Task to carry out = Rescale the items from the line that contains "Keypoint placement for each instance of the painted" through the end of the items by repeating every line, requests included, with each answer coordinate multiplied by 2.6 and rounded to a whole number, halves up. Leave the pictures out.

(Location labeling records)

- - - - - - -

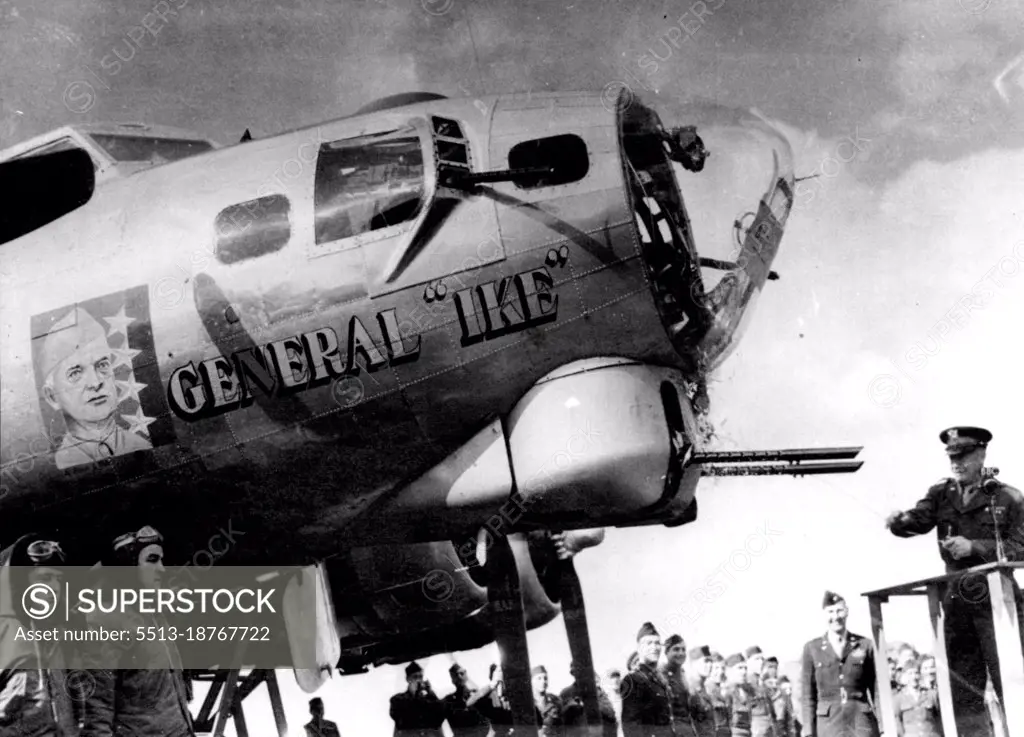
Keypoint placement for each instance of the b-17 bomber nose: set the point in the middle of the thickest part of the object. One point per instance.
(711, 189)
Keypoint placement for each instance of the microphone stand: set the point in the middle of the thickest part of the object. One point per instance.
(988, 485)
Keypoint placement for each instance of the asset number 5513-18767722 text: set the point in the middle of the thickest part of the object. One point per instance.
(203, 634)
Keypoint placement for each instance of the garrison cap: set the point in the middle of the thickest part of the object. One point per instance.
(699, 653)
(646, 630)
(830, 599)
(960, 440)
(734, 659)
(75, 331)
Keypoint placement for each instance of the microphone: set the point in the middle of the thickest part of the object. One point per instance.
(989, 486)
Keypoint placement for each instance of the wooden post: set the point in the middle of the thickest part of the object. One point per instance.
(935, 592)
(882, 667)
(1008, 642)
(226, 701)
(275, 703)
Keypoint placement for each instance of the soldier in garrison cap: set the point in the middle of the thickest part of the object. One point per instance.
(701, 703)
(78, 381)
(840, 693)
(738, 695)
(548, 705)
(573, 711)
(672, 669)
(646, 695)
(979, 519)
(716, 687)
(762, 714)
(417, 710)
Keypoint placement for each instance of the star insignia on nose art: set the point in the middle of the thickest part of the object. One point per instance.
(119, 323)
(137, 422)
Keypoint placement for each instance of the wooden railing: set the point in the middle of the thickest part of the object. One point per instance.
(1008, 641)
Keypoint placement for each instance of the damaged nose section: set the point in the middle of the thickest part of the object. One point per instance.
(606, 442)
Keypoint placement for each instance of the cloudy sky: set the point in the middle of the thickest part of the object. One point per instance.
(900, 299)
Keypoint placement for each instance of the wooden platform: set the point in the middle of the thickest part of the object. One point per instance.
(999, 578)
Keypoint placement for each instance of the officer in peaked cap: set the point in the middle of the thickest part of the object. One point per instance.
(417, 710)
(979, 520)
(646, 695)
(840, 692)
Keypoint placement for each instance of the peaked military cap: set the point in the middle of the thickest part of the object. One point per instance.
(646, 630)
(699, 653)
(830, 599)
(960, 440)
(734, 659)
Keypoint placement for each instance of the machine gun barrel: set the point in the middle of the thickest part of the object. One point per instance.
(796, 462)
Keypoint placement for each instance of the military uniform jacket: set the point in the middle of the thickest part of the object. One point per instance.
(918, 713)
(837, 689)
(740, 699)
(417, 716)
(943, 508)
(679, 695)
(646, 703)
(723, 712)
(464, 721)
(762, 713)
(549, 707)
(701, 708)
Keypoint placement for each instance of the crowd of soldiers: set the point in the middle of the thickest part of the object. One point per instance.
(685, 694)
(979, 520)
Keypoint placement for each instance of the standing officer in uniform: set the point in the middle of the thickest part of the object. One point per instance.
(762, 713)
(701, 703)
(417, 710)
(974, 513)
(672, 670)
(839, 679)
(646, 697)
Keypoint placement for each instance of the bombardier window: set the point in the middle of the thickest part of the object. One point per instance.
(144, 148)
(253, 228)
(368, 183)
(565, 155)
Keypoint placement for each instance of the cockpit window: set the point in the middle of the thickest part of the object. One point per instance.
(368, 183)
(781, 202)
(152, 150)
(564, 156)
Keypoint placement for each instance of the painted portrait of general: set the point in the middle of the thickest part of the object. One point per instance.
(98, 386)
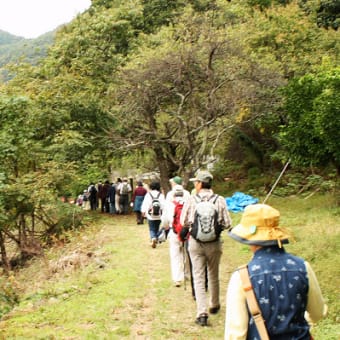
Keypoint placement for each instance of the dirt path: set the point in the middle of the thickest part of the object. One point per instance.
(152, 309)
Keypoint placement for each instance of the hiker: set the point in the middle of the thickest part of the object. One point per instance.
(117, 205)
(285, 286)
(137, 200)
(205, 247)
(175, 200)
(124, 190)
(93, 196)
(152, 207)
(111, 195)
(105, 206)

- - - - - - -

Worked answer =
Keypoint placement for each instance of the painted portrait of general: set the point in the middle of the thickest part of the object. One point per instance.
(255, 1004)
Keypoint placement for each instance of the dirt path: set the point in the middle of the thickest part of the object. One point per instance.
(395, 803)
Keypoint placement for each instance of the hiker: set the point in the middle of the thickest part of the object. One point per instance.
(304, 533)
(741, 744)
(356, 520)
(533, 642)
(455, 520)
(322, 494)
(242, 510)
(395, 538)
(289, 507)
(273, 536)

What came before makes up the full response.